Skip to content

Document Layout Analysis

BobLd edited this page Jun 20, 2020 · 69 revisions

In computer vision, document layout analysis is the process of identifying and categorizing the regions of interest in the scanned image of a text document. A reading system requires the segmentation of text zones from non-textual ones and the arrangement in their correct reading order. Detection and labeling of the different zones (or blocks) as text body, illustrations, math symbols, and tables embedded in a document is called geometric layout analysis. But text zones play different logical roles inside the document (titles, captions, footnotes, etc.) and this kind of semantic labeling is the scope of the logical layout analysis.Wikipedia

In our case, we are using the pdf document itself instead of image representation. The following categories of tools are available:

Word extractors

Word extractors deal with the task of building words using letters in a page. 2 different methods are currently available:

Use cases

Words Default method Nearest Neighbour
Horizontal ✔️ ✔️
Axis aligned rotated ✖️ ✔️
Rotated ✔️
Curved ✔️

Legend: ✔️: supported, ✖️: partial support, ❌: not supported

TO DO

Description

The nearest neighbour word extractor is useful to extract words from pdf documents with complex layouts. It will seek to connect each glyph bound box's EndBaseLine point with the closest glyph bound box StartBaseLine point. I order to decide wether two glyphs are close enough from each other, the algorithm uses the maximum of both candidates Width as a reference distance.

  • For glyphs with known text direction, the Manhattan distance is used and the threshold is set to 20% of the width .
  • For glyphs with unknown text direction, the Euclidean distance is used and the threshold is set to 50% of the width.

If the measured distance between the two glyphs is below this threshold, they are deemed to be connected.

Once glyphs are connected, they are then grouped to form words via a depth first search algorithm. The glyphs ordering is also done by the algorithm. It seems that both left-to-right and right-to-left scripts have there glyph StartBaseLine on the left and EndBaseLine on the right. So for right-to-left script, the word's glyph ordering should be in reverse oder.

Usage

using (var document = PdfDocument.Open(@"document.pdf"))
{
	for (var i = 0; i < document.NumberOfPages; i++)
	{
		var page = document.GetPage(i + 1);

		var words = page.GetWords(NearestNeighbourWordExtractor.Instance);

		foreach (var word in words)
		{
			// Do something
		}
	}
}

Results

The algorithm was used on this map that has a complex layout, with glyphs/words having very diverse text directions. The algorithm is able to rebuild words independently of their direction.

Words are indicated by red rectangles:

nearest neighbour word example

Page segmenters

Page segmenters deal with the task of finding block of text in a page. 3 different methods are currently available:

Use cases

Text Default method Recursive XY Cut Docstrum
Single Column ✔️ ✔️ ✔️
Multi Columns ✖️ ✔️ ✔️
L-shaped text ✔️
Rotated lines/paragraphs ✖️ ✔️

Legend: ✔️: supported, ✖️: partial support, ❌: not supported

Description

This method returns one single block, containing all words in the page.

*Given instruction:* In the document layout analysis page, which distance does the nearest neighbour word extractor use for glyphs with a known text direction, and what is its threshold?

*Raw data:*
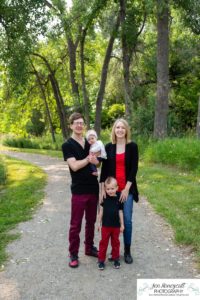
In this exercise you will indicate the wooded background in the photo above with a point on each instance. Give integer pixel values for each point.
(107, 59)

*Result for this exercise:* It uses the Manhattan distance, with the threshold set to 20% of the width.